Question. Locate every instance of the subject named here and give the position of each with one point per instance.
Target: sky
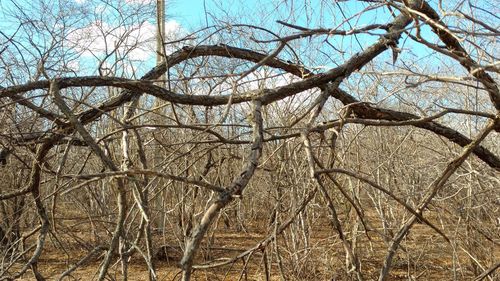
(95, 38)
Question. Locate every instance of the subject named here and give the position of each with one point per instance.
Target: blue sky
(191, 15)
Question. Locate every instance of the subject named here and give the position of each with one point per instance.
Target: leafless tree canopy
(283, 140)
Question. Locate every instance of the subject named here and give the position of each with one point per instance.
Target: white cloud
(135, 42)
(142, 2)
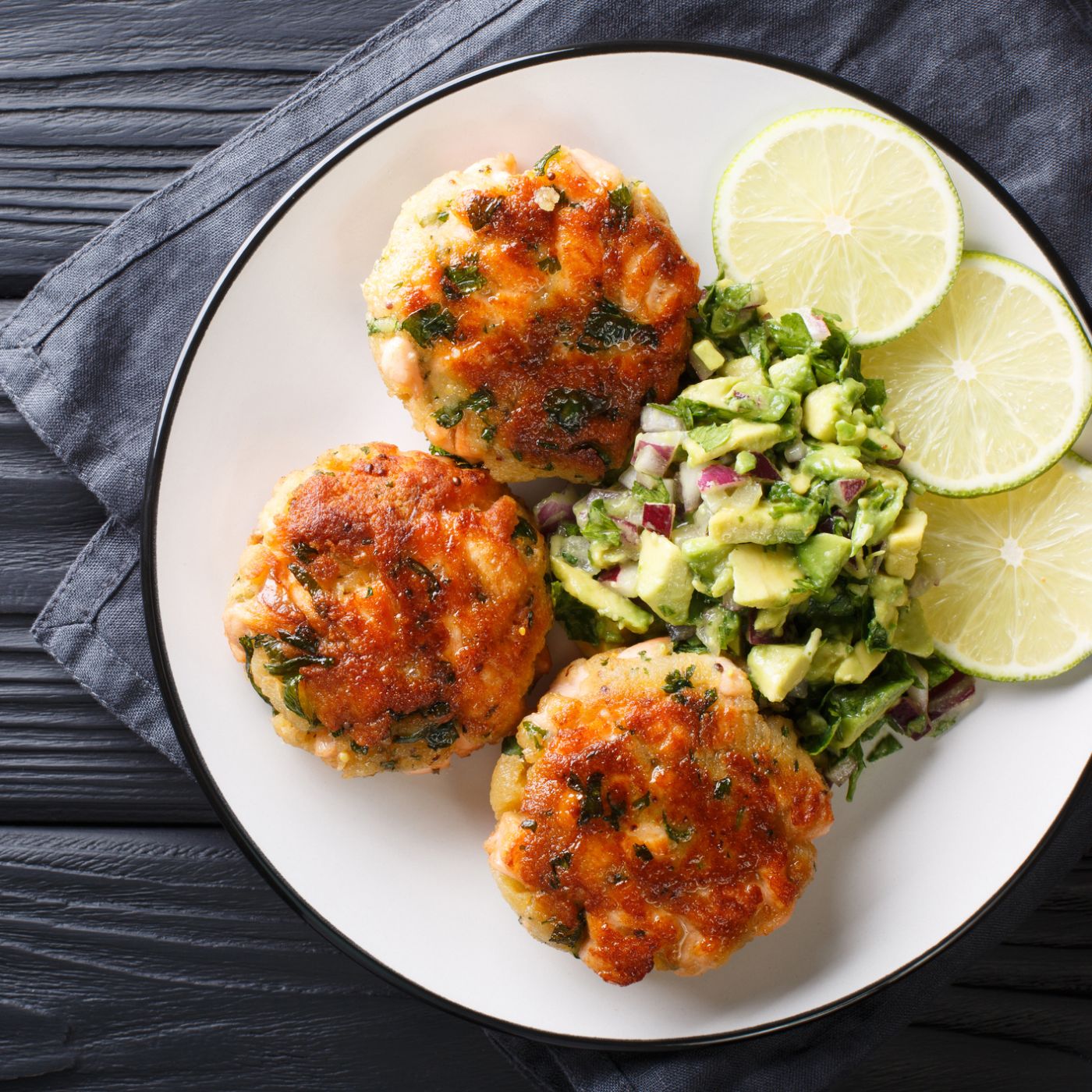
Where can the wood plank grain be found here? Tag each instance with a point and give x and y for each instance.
(158, 960)
(63, 759)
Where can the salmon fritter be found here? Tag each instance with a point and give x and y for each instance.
(391, 608)
(647, 817)
(524, 317)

•••••

Copy out all of the records above, swapping each "Target" for "Object" and keeping everything else the same. Leave out the pictures.

Question. Locate every instance of the subject named here and give the position of each with one point per instance.
Object: sky
(95, 38)
Question. Locate every instance of the subject named here and give the position of each with one point per instance.
Object: blue sky
(191, 15)
Question. Locate every instance of the subject named here and give the position of each with one point per instance.
Object: leafless tree canopy
(283, 140)
Question. Locate every instance of the subject named here and give the position of each with one point per instance.
Object: white cloud
(135, 42)
(142, 2)
Where can the wood plank grain be found here? Tag each instance with a point and give x and y for each instance.
(158, 960)
(63, 759)
Where can the salmon fritter be found here? Tag each instance with a point and give x and y for each instance.
(391, 608)
(647, 817)
(524, 317)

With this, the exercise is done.